* [Problem requirements]: State how many lines in the following entries hold the word "keyboard". The reply is that number only.

[Collected data entries]

::::::::::

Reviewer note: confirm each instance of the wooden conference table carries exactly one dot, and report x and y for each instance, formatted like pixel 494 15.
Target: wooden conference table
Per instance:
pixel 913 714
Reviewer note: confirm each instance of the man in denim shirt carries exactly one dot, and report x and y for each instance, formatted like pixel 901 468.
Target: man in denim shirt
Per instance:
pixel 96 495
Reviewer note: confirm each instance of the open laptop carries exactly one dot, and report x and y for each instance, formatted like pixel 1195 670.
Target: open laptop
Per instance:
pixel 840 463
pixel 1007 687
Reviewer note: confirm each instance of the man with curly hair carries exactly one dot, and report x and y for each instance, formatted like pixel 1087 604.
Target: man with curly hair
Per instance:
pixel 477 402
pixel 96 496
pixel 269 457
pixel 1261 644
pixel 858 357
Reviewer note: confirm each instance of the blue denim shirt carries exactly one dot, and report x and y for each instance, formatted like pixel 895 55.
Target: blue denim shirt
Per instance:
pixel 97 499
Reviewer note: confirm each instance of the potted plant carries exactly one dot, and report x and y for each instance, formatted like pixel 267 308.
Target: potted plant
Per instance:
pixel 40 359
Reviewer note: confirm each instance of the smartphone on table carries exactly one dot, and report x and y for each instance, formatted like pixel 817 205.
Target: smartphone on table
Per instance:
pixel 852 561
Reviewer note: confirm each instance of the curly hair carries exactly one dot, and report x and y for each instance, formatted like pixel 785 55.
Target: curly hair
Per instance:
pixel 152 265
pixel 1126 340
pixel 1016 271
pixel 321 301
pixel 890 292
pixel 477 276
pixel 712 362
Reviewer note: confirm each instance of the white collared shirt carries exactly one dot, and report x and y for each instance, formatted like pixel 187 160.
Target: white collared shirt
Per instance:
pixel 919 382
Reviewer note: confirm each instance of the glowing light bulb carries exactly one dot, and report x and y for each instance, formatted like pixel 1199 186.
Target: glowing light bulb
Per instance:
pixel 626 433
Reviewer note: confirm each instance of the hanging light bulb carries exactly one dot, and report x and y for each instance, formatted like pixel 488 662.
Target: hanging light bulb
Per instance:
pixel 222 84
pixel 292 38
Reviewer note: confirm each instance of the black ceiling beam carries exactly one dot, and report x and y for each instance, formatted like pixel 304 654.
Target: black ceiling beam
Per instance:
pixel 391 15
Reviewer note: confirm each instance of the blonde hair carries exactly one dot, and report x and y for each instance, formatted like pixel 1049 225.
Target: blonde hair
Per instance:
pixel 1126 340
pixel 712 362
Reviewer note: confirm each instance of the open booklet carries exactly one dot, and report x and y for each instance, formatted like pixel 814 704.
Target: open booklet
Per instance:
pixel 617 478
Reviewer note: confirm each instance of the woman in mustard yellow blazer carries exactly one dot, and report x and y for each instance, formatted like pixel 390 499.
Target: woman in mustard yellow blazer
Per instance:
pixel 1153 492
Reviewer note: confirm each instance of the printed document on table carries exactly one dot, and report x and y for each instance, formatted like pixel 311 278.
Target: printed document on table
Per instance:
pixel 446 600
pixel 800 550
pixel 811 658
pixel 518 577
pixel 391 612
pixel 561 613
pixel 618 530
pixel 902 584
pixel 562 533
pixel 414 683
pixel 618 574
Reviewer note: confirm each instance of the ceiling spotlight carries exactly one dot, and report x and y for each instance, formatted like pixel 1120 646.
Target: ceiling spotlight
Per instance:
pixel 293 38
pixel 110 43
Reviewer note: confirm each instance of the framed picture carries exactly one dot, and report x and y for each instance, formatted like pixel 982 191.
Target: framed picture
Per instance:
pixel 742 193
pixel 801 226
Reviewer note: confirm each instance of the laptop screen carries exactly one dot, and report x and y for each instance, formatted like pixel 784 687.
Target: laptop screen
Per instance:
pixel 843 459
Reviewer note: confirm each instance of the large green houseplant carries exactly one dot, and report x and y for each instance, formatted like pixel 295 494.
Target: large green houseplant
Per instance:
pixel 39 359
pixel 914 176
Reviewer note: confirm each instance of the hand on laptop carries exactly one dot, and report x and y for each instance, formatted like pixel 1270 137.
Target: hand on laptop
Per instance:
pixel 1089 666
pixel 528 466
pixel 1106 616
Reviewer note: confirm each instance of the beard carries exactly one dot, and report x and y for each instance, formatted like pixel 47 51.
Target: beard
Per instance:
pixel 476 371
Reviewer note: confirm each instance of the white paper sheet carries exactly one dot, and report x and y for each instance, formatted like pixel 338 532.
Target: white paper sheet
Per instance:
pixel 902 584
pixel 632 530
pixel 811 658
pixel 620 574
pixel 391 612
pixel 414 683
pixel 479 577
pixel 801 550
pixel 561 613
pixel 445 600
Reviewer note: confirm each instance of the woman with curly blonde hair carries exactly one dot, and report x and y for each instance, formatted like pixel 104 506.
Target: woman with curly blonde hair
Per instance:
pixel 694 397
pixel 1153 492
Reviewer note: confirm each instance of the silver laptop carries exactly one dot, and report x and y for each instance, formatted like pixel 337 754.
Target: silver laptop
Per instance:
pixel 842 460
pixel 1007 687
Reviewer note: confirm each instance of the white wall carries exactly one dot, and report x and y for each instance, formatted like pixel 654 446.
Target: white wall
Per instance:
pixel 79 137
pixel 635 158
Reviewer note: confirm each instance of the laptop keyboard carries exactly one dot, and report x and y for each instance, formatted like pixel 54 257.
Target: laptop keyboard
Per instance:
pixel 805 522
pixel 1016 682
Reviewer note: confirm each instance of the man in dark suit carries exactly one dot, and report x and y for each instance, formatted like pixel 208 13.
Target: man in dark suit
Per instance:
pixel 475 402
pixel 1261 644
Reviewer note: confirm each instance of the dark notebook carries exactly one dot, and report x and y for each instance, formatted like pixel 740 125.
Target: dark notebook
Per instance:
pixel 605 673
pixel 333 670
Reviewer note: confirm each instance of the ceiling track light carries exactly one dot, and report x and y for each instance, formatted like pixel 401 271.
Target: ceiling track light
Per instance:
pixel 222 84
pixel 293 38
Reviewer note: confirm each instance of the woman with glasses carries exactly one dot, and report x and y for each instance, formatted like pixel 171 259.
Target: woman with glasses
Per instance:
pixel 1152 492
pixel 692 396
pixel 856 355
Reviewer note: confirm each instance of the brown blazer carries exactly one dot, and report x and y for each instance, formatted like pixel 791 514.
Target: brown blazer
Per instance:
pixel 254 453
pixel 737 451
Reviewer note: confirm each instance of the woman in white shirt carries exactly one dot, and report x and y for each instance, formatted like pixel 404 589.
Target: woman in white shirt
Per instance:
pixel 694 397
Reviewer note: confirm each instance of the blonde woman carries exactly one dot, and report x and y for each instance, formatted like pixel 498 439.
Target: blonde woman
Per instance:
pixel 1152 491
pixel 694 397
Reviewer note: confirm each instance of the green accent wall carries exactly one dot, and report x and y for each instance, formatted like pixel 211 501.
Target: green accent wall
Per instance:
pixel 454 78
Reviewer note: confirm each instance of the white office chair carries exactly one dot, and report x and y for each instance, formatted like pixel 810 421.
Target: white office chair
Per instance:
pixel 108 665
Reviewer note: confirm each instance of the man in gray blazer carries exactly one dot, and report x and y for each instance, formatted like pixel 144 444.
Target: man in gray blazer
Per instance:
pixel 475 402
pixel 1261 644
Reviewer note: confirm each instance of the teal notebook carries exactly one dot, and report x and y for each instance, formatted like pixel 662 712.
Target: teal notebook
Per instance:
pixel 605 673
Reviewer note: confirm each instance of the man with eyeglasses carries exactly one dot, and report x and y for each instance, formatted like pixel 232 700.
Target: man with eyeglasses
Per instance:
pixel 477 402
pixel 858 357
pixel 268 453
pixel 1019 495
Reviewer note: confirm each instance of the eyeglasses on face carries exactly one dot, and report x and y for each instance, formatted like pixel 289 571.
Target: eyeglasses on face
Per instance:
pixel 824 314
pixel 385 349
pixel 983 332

::::::::::

* [Response box]: 2